**Exercise requirements**:
• 1. In the post on parental support, which birthday does the writer describe as the first one as a trans woman?
• 2. From the post on parental support, write out the stretch from "I was told recently" through "in the middle.".
• 3. Render this sentence from the post on parental support in Spanish: "We each must prepare for the worst as we embark on this journey of transition."
[[ Extract provided, beginning ]]
Parental Support – A luxury few transsexuals experience

Well it’s official, this past week was my 40th birthday and my first as a trans woman.  It was a really big day, not because of the number but the significance of it all.  Since I’m early in my transition and not full time yet, the fact that I’m transgender adds a new dynamic to so many life events and this birthday was just another example.  My parents, who have been amazingly supportive of my transition, realized the significance and gave me a really special gift.  It was one of my mother’s handmade cards and on the inside it read:

So yes, I cried.  What an amazingly sweet thing to say.  What a beautiful way to express it, and what a truly wonderful way to affirm their acceptance and support for who I am.  However, later, as I shared the experience with friends and family, I began to remember how rare an experience like mine is for transgender people.

Truly, my heart aches every time I’m on Facebook or a transgender message board and I read the stories of my trans sisters and brothers whose parents abandoned them.  Many are near my age or older at the point their parents disown them.  How sad that parents, in the twilight of their lives, would throw away the greatest part of their legacy, their own child. Its truly gut wrenching to know that these people, who spent their whole living in the pain of shame and gender dysphoria now are forced to trade that pain for the pain of being rejected by their own parents.

Sadder still to me are the younger trans folks, especially the kids, whose parents cast them aside. It’s well documented just how significant of an issue homelessness is among the trans youth. Children just seeking a life where they don’t have to be ashamed of who they are, instead now are forced into a life they could have never imagined because those that took on the responsibility of child-rearing have ditched that responsibility once the going got tough.  Certainly, this also contributes to the unusually high degree of suicide among trans individuals. It’s shameful and something that needs to change.

When I began to deal with the possibility of transition, I knew the potential consequences.  It’s stated in so many transgender resources that if you’re going to transition, you have to be prepared to lose everything.  You have to be ready to give up your marriage, your home, your parents, your siblings, your job, everything. So I did take that risk into consideration as I explored and ultimately concluded that I was transsexual and transition was the only way I could survive.  But for me it was a choice of life over death, there was no way I would have made it another five years living as I was.

I’m one of the truly fortunate ones.  I have not lost my siblings or parents, in fact they’ve become my greatest advocates.  My children all accept me and have no problems with the fact that their father is a woman. I haven’t lost my marriage completely, while our relationship will never be the same my wife is still here. She’s had major struggles of her own coming to terms with my transition, yet despite her pain she’s done her best to be supportive and to defend me in the face of idiocy from others.   Even my job appears to be stable at this point.  Although the real test will be once I go full-time and they have to use the correct name and pronouns and interact with the real me.  Ultimately, I’ve been amazingly lucky up until now.

I was told recently by another trans woman that I have been an inspiration for her.  I’ve been told my others about how courageous I am, yet I just don’t feel it.  So far, my road has been a lot less rocky than others have had to face. I almost feel like I’ve had it easy.  While I’m glad to be able to inspire others, I truly hope that I’m not giving others a false sense of hope.  We each must prepare for the worst as we embark on this journey of transition.  We can hope for the best as well but chances are the reality will be somewhere in the middle.
[[ Extract provided, end ]]
[[ Supplied records, beginning ]]
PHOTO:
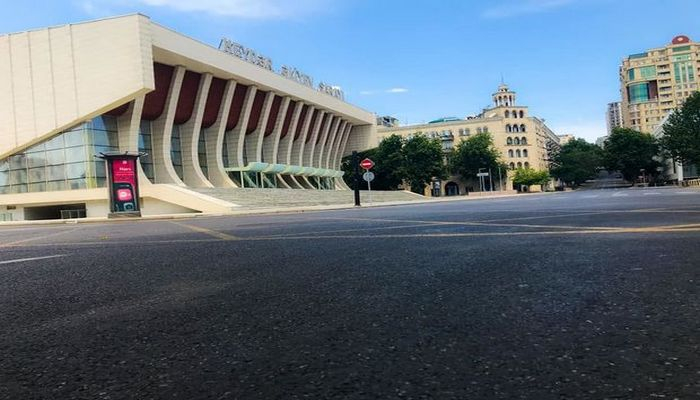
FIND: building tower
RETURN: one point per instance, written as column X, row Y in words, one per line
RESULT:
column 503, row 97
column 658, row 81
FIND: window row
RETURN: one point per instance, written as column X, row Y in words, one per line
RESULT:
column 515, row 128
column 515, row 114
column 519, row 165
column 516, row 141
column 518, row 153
[[ Supplied records, end ]]
[[ Supplied records, beginning ]]
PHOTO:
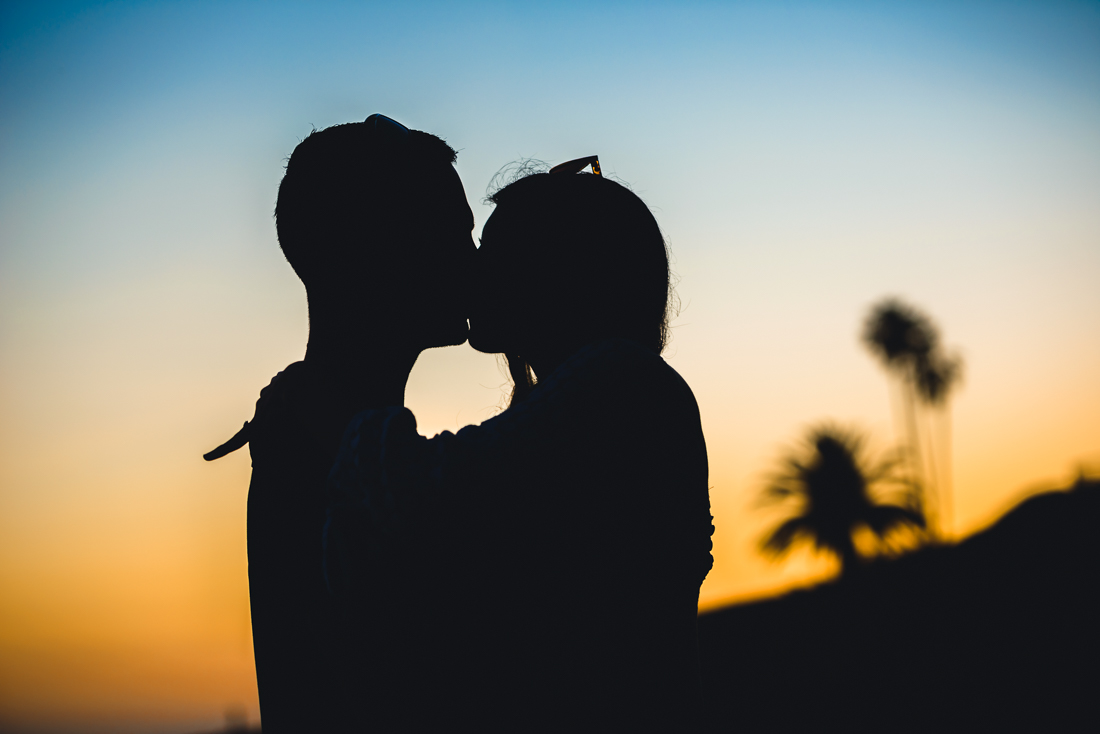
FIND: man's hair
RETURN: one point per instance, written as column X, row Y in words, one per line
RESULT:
[[ Supplied records, end ]]
[[ Supplied records, beginning ]]
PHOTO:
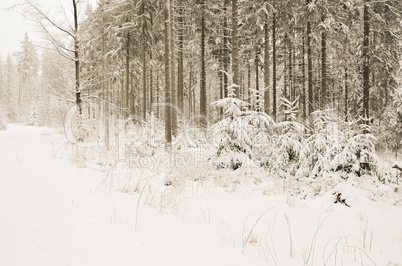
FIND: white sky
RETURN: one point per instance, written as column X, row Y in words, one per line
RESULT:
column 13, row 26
[[ Supplied records, end ]]
**Responses for each task**:
• 1. The 40th birthday.

• 2.
I was told recently by another trans woman that I have been an inspiration for her.  I’ve been told my others about how courageous I am, yet I just don’t feel it.  So far, my road has been a lot less rocky than others have had to face. I almost feel like I’ve had it easy.  While I’m glad to be able to inspire others, I truly hope that I’m not giving others a false sense of hope.  We each must prepare for the worst as we embark on this journey of transition.  We can hope for the best as well but chances are the reality will be somewhere in the middle.

• 3. Cada uno de nosotros debe prepararse para lo peor al emprender este viaje de transición.